Instructions to follow: Here are some records; return them all exactly.

Data to process:
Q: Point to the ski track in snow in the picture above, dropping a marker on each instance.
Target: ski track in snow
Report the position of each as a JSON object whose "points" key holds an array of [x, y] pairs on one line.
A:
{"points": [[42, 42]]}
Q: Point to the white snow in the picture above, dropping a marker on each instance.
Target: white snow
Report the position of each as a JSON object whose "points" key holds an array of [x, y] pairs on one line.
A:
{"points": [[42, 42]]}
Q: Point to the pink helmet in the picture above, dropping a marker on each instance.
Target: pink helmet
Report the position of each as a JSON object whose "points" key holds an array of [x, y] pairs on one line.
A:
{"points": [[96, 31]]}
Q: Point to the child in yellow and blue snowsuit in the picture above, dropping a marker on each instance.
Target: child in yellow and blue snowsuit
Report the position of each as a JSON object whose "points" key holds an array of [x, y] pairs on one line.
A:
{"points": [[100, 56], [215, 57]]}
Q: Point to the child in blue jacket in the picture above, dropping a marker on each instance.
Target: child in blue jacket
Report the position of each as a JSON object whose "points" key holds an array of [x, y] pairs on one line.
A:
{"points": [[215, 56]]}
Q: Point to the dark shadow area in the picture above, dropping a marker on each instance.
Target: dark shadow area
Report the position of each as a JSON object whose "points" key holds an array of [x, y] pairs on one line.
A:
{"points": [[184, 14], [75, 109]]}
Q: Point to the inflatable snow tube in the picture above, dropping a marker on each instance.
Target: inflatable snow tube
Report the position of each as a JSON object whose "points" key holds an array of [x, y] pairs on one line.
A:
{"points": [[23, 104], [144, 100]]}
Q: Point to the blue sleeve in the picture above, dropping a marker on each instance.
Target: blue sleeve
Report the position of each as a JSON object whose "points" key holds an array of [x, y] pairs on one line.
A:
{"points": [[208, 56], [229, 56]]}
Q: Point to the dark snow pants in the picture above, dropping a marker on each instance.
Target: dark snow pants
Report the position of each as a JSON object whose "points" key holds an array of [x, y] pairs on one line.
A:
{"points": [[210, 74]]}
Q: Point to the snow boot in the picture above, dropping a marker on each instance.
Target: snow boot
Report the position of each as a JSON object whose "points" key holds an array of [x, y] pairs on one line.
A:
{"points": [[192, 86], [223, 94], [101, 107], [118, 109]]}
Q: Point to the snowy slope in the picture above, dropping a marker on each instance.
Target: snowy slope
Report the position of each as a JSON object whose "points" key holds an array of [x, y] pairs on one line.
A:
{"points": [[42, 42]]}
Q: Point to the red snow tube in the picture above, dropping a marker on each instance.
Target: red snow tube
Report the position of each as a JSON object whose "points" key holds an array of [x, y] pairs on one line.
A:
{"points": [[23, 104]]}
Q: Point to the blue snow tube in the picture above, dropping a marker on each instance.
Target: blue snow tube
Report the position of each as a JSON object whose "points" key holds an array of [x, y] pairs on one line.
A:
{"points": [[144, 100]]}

Answer below:
Q: Point to the ski track in snow in the picture above, dropping a marker on each instance.
Target: ski track in snow
Report the position of each as a JSON object whose "points" key holds an array of [x, y] pairs on one line.
A:
{"points": [[42, 42]]}
Q: Point to the white snow in the picture above, dropping a marker on each instance.
Target: white snow
Report the position of each as a JSON object whose "points" key holds an array of [x, y] pairs on one line.
A:
{"points": [[42, 42]]}
Q: Point to the pink helmet in the picture above, dropping a marker on each instance.
Target: pink helmet
Report the position of each as a JSON object whose "points" key holds an array of [x, y] pairs on one line.
A:
{"points": [[96, 31]]}
Q: Point to the child in yellow and blue snowsuit in the picture above, dropping a marker on each instance.
Target: child in yellow and blue snowsuit
Report the position of each as a JSON object whose "points" key holds an array of [x, y] pairs on one line.
A:
{"points": [[100, 56], [215, 57]]}
Q: Point to the child in blue jacket in the picture above, dropping a marker on each instance.
Target: child in blue jacket
Report the position of each as a JSON object whose "points" key holds an array of [x, y] pairs on one line.
A:
{"points": [[215, 56]]}
Q: Point to the dark shadow area in the picture above, dropping a marker on each instance.
Target: dark shadow area
Report the position of each as a JSON object whose "points" key holds an array of [x, y] pairs on one line.
A:
{"points": [[184, 14], [75, 109]]}
Q: Point to the inflatable snow tube in the picture above, dropping a marker on each instance.
Target: inflatable snow tube
Report the position of each as a JSON object whose "points" key holds an array of [x, y] pairs on one line.
A:
{"points": [[23, 104], [144, 100]]}
Q: Point to the blue sleeve in the picture above, dropping a marker on each instance.
Target: blue sleeve
Report the position of each as a JSON object whose "points" key holds an array of [x, y] pairs on one line.
A:
{"points": [[208, 56], [229, 56]]}
Q: Point to the dark snow pants in the picture above, dropping a marker on each instance.
Target: dark snow pants
Report the position of each as a JSON object whose "points" key holds an array of [x, y] pairs on one line.
A:
{"points": [[210, 74]]}
Q: Point to the snow boot in the picture above, dropping a marker on each instance.
Target: snow boot
Report the position of each as a JSON object whose "points" key holds an array of [x, y] pairs on one line.
A:
{"points": [[192, 86], [223, 94], [101, 107], [118, 109]]}
Q: Point to the snowy slope in the picture above, dropping a marker on each instance.
Target: snowy slope
Report the position of each as a JSON object whose "points" key holds an array of [x, y] pairs on one line.
A:
{"points": [[42, 42]]}
Q: Point to the red snow tube in the picture above, dropping a marker on each instance.
Target: red snow tube
Report the position of each as a JSON object whose "points" key holds an array of [x, y] pairs on one line.
A:
{"points": [[23, 104]]}
Q: Point to the blue snow tube in the picture above, dropping a marker on each instance.
Target: blue snow tube
Report the position of each as a JSON object whose "points" key holds an array of [x, y] pairs on one line.
A:
{"points": [[144, 100]]}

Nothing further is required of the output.